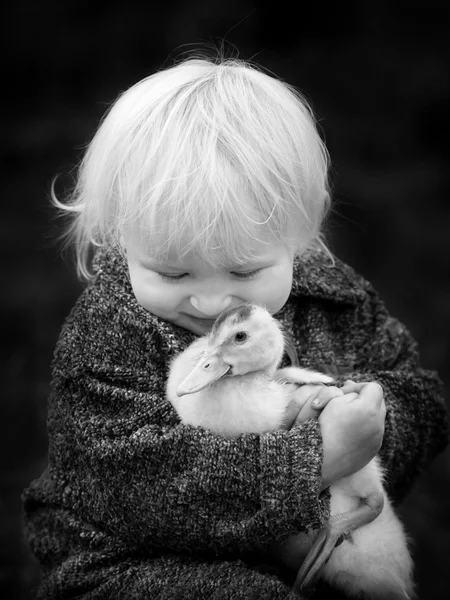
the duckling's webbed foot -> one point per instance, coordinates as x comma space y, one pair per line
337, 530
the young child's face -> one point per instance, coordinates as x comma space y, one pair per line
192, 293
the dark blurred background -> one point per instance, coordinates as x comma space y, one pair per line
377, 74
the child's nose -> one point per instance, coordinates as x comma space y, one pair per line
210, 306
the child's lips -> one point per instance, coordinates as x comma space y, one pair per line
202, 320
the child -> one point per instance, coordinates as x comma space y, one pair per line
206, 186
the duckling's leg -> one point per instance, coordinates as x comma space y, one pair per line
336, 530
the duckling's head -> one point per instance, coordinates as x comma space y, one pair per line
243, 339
==
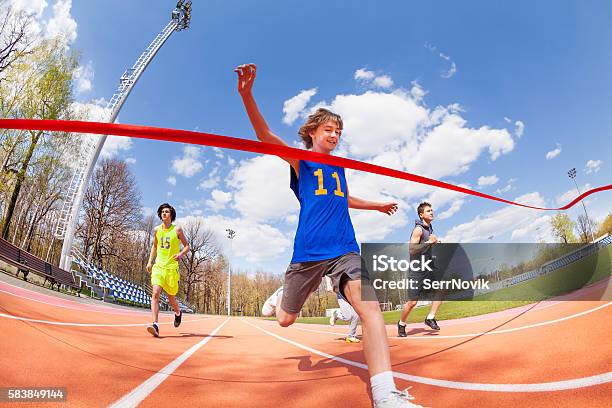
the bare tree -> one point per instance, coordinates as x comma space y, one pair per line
---
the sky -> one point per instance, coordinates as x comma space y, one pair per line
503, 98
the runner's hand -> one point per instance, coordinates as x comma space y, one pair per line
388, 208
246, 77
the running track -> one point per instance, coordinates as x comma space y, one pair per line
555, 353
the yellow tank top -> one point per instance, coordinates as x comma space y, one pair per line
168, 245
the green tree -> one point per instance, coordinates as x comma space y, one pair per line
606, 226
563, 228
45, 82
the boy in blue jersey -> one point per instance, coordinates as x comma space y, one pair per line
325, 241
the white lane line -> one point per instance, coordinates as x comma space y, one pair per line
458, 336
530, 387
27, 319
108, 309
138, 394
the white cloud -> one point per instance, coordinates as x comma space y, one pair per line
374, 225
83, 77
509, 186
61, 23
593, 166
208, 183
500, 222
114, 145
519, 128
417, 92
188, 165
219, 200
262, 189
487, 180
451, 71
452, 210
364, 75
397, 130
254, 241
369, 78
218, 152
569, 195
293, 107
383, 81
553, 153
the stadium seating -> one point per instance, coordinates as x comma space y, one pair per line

#### Problem:
Using only the entries above, output the line with "the green tree", the line with "the stadium seating", and all lines between them, exactly as they stand.

#### Expected answer:
the green tree -> one point per instance, coordinates as x comma space y, one pair per line
606, 226
563, 228
45, 82
the boy in blue jersey -> one point per instance, coordinates as x comma space y, one pair per line
325, 241
the white lane line -> one point per instance, coordinates as x comma space y, one pair per line
458, 336
530, 387
27, 319
108, 309
138, 394
the white cloud -> one point per instance, coordinates as x comma space y, one pair per line
374, 225
83, 77
509, 186
61, 23
593, 166
208, 183
500, 222
114, 145
519, 128
417, 92
188, 165
219, 200
262, 189
487, 180
451, 71
452, 210
364, 75
397, 130
254, 241
369, 78
218, 152
569, 195
293, 107
383, 81
553, 153
the stadium seating -> one point per instance, coordinates as x comma space y, one pair per line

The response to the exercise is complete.